◆ Bounding box data excerpts:

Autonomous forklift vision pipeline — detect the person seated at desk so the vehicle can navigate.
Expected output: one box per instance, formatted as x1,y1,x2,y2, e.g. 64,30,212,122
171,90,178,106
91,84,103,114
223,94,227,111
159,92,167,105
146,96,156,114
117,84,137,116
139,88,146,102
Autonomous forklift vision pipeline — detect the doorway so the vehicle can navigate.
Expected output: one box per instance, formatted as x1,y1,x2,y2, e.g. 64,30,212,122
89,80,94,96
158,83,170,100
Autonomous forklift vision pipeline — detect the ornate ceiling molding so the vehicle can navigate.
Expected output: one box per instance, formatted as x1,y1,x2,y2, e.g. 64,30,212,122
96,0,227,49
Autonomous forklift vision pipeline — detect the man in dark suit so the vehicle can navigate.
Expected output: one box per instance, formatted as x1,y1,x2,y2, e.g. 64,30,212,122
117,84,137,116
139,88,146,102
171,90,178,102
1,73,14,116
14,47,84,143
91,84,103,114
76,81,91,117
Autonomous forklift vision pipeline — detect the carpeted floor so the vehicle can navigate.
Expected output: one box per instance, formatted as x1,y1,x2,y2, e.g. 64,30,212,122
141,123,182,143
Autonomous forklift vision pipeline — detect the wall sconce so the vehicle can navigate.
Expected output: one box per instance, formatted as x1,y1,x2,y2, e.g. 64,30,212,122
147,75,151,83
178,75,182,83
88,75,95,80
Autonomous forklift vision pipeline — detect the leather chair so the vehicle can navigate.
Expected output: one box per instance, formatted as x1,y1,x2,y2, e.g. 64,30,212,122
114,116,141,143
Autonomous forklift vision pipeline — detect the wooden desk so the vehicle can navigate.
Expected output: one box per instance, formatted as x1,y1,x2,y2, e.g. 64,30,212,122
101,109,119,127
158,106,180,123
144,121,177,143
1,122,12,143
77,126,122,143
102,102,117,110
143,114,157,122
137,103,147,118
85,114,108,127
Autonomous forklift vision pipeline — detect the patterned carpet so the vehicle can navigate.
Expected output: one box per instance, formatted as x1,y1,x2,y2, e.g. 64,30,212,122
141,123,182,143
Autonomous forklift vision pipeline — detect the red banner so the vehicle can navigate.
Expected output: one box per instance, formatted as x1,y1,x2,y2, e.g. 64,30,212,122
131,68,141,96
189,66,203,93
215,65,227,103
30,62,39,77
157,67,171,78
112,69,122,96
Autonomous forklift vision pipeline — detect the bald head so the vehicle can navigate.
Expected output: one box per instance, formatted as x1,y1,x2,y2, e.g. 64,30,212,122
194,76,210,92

◆ EXERCISE:
Edit the listing from the line with "Autonomous forklift vision pipeline — detect the leather" to the line with "85,114,108,127" so that "wooden desk" becomes "writing desk", changing nothing else. Give back only those lines.

◆ FULL RESPONSE:
Autonomous forklift vision pipeline — detect the leather chair so the vehicle can navigate.
Expected output: one box per instance, formatted as x1,y1,x2,y2, e.g. 64,30,212,122
114,116,141,143
Autonomous forklift vision pipeline — detect the writing desk so the vehicle can navigate.
Expected output: one box per instance, formatted as x1,y1,x2,y2, e.g. 64,30,212,122
101,109,119,127
158,106,180,123
144,121,177,143
1,122,12,143
77,126,122,143
102,102,117,110
143,114,157,122
137,103,147,118
85,114,108,127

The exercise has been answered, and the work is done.